» What you need to do
Convert the material below into a JSON list of strings, one string per line, covering only the lines from the one that contains "Detection label needed. Target: butterfly body." through the one that contains "[45,198,69,222]", both included. Leave out any blank lines.

» Provided data
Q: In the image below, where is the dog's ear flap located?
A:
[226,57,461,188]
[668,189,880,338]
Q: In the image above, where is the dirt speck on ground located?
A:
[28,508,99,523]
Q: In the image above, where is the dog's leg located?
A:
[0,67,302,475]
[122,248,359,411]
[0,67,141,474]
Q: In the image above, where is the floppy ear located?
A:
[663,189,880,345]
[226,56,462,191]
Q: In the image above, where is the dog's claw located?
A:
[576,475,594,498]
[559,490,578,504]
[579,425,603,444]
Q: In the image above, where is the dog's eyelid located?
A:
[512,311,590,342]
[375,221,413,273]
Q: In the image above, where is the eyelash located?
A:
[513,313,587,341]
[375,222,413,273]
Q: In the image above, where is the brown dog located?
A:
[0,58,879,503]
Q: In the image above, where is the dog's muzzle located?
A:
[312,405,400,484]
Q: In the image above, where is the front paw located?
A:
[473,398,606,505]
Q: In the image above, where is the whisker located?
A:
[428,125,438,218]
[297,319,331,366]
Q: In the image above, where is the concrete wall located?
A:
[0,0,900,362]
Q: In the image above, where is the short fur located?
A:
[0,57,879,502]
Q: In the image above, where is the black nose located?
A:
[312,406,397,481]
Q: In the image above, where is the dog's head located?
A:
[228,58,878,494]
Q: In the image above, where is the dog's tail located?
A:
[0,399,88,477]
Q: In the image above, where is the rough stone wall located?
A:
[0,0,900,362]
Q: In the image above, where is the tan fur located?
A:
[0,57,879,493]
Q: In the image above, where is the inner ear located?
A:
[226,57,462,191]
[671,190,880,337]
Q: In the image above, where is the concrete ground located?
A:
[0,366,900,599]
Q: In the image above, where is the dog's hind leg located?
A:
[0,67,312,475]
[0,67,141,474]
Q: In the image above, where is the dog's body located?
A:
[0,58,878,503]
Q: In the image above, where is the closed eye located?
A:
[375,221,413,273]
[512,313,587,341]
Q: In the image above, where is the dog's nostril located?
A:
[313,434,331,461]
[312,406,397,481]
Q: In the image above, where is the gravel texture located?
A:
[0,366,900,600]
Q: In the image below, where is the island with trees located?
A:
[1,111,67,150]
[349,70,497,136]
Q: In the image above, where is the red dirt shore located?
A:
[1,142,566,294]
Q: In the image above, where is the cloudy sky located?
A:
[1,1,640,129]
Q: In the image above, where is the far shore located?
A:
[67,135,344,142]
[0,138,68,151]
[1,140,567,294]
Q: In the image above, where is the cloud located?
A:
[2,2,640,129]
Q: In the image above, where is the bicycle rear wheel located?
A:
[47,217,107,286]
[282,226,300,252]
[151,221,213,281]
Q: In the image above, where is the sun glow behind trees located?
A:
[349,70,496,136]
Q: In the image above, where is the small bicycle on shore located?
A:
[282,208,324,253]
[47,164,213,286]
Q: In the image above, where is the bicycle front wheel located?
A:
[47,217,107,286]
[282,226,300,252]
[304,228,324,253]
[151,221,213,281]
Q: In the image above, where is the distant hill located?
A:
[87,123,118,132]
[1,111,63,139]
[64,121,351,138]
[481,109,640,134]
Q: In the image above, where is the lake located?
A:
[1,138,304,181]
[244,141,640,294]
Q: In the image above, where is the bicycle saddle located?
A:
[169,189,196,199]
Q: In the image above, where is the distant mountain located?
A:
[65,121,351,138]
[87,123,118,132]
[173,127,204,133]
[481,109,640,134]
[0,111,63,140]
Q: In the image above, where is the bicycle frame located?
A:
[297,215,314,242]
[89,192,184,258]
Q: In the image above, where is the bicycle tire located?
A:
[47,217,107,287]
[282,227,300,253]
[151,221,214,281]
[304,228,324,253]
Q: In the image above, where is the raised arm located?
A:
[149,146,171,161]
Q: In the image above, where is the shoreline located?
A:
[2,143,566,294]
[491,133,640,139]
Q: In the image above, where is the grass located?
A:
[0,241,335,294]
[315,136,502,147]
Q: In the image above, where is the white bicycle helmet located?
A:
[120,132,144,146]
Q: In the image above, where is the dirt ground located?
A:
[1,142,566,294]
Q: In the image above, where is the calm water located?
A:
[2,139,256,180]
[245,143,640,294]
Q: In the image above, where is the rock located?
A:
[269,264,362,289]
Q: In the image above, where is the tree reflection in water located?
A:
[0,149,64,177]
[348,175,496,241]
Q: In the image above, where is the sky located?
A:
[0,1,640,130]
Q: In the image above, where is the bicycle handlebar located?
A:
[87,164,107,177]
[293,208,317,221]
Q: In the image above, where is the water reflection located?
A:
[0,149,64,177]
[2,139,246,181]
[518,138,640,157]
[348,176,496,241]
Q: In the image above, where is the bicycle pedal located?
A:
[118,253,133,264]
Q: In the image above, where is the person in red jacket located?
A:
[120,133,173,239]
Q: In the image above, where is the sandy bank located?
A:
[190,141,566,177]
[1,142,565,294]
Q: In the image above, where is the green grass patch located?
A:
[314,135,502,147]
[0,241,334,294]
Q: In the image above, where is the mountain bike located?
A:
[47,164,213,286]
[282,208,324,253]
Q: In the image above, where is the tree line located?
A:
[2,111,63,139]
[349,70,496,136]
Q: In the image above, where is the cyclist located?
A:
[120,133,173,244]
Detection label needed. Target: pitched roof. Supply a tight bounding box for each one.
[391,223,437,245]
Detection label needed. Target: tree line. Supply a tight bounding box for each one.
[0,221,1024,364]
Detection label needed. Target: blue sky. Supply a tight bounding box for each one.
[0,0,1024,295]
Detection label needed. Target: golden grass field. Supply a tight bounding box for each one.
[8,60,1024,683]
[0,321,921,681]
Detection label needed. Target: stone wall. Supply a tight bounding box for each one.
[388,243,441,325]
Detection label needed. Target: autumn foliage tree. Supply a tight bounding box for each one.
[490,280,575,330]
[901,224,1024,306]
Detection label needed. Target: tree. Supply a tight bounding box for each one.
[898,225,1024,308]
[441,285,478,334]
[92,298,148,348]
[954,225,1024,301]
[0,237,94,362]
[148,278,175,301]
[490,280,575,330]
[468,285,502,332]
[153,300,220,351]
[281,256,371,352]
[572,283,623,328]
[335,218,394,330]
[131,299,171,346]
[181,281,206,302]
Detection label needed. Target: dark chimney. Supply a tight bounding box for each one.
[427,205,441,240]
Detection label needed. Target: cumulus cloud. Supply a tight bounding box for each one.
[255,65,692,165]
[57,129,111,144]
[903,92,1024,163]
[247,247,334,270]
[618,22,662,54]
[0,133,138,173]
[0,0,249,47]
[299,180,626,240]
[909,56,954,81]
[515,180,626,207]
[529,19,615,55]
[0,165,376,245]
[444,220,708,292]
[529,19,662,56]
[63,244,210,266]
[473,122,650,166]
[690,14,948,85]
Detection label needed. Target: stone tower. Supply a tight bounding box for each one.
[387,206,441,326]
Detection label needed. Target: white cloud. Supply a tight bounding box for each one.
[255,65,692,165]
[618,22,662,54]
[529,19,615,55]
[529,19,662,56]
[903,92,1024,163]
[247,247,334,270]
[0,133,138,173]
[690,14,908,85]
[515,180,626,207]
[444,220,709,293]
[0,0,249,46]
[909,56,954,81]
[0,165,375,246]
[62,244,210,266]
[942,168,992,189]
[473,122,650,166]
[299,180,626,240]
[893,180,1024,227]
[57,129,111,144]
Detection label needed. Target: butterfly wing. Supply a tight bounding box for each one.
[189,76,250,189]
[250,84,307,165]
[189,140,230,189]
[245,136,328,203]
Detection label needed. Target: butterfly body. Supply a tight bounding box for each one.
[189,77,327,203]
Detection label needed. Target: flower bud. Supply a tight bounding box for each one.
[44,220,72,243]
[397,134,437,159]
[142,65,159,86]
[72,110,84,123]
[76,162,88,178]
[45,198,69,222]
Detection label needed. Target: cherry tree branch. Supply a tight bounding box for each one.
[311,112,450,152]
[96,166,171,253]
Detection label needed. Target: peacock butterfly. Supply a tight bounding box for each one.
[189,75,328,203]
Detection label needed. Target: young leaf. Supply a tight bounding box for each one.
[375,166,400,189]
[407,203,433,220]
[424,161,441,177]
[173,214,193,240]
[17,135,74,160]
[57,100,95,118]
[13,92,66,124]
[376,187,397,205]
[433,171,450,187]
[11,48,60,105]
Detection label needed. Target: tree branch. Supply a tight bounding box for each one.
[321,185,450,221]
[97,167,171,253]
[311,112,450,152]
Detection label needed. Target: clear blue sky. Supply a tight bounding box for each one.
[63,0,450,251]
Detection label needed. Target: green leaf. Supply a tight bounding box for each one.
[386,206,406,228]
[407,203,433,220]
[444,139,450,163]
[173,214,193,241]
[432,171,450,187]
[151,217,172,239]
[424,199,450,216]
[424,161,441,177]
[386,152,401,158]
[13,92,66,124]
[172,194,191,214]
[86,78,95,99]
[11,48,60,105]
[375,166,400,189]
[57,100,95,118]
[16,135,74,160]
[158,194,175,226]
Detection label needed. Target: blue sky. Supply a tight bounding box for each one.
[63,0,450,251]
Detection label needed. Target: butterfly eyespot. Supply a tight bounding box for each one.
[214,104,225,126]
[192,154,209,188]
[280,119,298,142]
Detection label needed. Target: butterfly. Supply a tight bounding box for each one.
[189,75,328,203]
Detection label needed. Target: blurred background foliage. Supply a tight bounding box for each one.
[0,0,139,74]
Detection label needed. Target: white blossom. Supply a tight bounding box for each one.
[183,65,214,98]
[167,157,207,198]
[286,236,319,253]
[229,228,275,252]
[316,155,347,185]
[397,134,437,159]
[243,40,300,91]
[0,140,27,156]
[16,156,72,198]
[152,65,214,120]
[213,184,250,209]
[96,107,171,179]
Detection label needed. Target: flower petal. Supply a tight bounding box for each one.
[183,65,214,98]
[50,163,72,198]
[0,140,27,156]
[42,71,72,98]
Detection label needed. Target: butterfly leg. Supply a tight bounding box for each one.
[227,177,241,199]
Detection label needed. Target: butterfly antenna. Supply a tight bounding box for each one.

» Result of the task
[
  "Detection label needed. Target: butterfly body. Supply a tight bounding box for each one.",
  "[189,77,327,203]",
  "Detection label needed. Target: flower bud. Supply a tight bounding box for each one.",
  "[44,220,72,243]",
  "[397,134,437,159]",
  "[142,65,159,86]",
  "[72,110,84,123]",
  "[76,162,88,178]",
  "[45,198,69,222]"
]